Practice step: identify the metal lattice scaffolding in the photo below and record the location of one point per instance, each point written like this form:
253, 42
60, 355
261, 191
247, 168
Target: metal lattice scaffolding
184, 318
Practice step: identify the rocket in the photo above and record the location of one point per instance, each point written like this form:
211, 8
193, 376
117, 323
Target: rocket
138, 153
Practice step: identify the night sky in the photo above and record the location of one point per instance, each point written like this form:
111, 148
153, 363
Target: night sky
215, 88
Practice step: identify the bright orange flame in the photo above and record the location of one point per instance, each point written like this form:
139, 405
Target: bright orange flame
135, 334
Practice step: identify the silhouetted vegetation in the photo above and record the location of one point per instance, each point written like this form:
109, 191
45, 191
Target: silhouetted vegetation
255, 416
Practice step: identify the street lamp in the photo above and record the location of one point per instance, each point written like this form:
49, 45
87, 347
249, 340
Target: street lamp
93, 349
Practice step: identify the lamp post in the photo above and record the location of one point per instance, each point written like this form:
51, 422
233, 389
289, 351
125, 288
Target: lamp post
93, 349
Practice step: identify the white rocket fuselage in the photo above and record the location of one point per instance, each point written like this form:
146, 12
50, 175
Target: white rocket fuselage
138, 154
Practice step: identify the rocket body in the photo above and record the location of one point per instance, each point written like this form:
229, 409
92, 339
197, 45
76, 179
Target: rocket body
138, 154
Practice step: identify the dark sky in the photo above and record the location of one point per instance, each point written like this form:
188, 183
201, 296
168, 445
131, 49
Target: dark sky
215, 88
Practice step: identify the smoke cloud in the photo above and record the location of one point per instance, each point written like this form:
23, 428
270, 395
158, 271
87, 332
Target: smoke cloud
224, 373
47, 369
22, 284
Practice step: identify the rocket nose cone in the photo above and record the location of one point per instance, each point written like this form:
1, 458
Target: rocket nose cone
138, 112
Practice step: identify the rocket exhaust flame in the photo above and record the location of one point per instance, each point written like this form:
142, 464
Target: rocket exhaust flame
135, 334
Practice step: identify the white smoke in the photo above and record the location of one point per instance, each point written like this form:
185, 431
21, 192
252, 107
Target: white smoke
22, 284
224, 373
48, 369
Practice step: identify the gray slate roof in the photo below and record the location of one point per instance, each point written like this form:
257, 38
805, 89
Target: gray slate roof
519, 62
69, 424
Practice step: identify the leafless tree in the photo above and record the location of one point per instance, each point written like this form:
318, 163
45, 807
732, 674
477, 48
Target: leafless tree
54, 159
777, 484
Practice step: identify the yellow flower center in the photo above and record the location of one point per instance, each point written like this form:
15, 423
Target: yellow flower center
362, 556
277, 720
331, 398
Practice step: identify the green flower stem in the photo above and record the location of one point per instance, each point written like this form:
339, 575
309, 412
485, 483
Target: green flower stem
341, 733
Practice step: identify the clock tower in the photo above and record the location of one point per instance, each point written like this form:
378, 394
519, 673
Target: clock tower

+++

The problem:
Restate all of the entries above precisely.

Reply to the exercise:
Practice step: identify the metal lattice scaffolding in the photo below and record the location of one point per instance, each point written like this form:
253, 42
60, 355
261, 191
247, 168
Target: metal lattice scaffolding
184, 318
Practice step: identify the rocket in the photo above and record the location of one point per instance, each point written like this form:
211, 8
193, 376
117, 323
Target: rocket
138, 153
Practice step: identify the night sky in the photo above and record the location of one point per instance, each point written like this form:
111, 148
153, 363
Target: night sky
215, 88
Practice step: identify the bright orange flame in the photo above and record the location of one point per instance, each point written like this form:
139, 405
Target: bright orange flame
135, 334
Practice step: identify the silhouetted vegetation in the photo above and record the location of one point per instance, each point written like this form:
109, 191
45, 191
Target: silhouetted vegetation
255, 416
Practice step: identify the street lamp in the photo above and record the location of one point per instance, each point written like this form:
49, 45
87, 347
249, 340
Target: street lamp
93, 349
Practice step: identify the lamp post in the photo above and record the location of one point per instance, each point written like this form:
51, 422
233, 389
289, 351
125, 288
Target: lamp post
93, 349
Practice step: identify the white rocket fuselage in the photo above and record the location of one point per instance, each point written like this form:
146, 12
50, 175
Target: white rocket fuselage
138, 154
Practice step: identify the rocket body in the photo above and record the location of one point per instance, each point written like this form:
229, 409
92, 339
197, 45
76, 179
Target: rocket body
138, 154
Practice step: identify the dark sky in the photo above and record the location of one point per instance, each point written like this form:
188, 183
201, 296
168, 445
131, 49
Target: dark sky
215, 88
Practice step: identify the smoke cloud in the photo above and record the location of one point per instance, each point written like this form:
23, 428
270, 395
158, 271
87, 332
Target: smoke cloud
224, 373
47, 369
22, 284
Practice step: identify the rocket nose cone in the photo above and record the location of one point per instance, each point written like this form:
1, 458
Target: rocket nose cone
138, 112
Practice step: identify the rocket exhaust flame in the photo above and record the location of one point per instance, each point written like this form:
142, 464
Target: rocket exhaust flame
135, 334
Practice step: identify the white smoke in the photo above and record the location of one point per instance, each point written like this form:
185, 431
21, 192
252, 107
Target: white smoke
22, 284
224, 373
48, 369
Practice step: identify the gray slate roof in the photo below and record the location of one point per instance, each point written like this form:
257, 38
805, 89
Target: gray slate roof
519, 62
69, 424
Practice step: identify the leafless tree in the photo above and record the location of one point per instance, each point written like this form:
318, 163
45, 807
732, 674
477, 48
Target: leafless tree
54, 159
777, 484
Practice step: identify the yellow flower center in the photo above and record the location of one point per instance, each point written like this form:
15, 423
Target: yellow flower center
362, 556
277, 720
331, 398
Practice step: identify the green flower stem in the photo above and record the location of one point per instance, each point written like this form:
339, 575
309, 412
485, 483
Target: green flower stem
341, 733
Practice step: identify the clock tower in the photo above and record the location of one point per instance, each point written like this form:
378, 394
519, 673
Target: clock tower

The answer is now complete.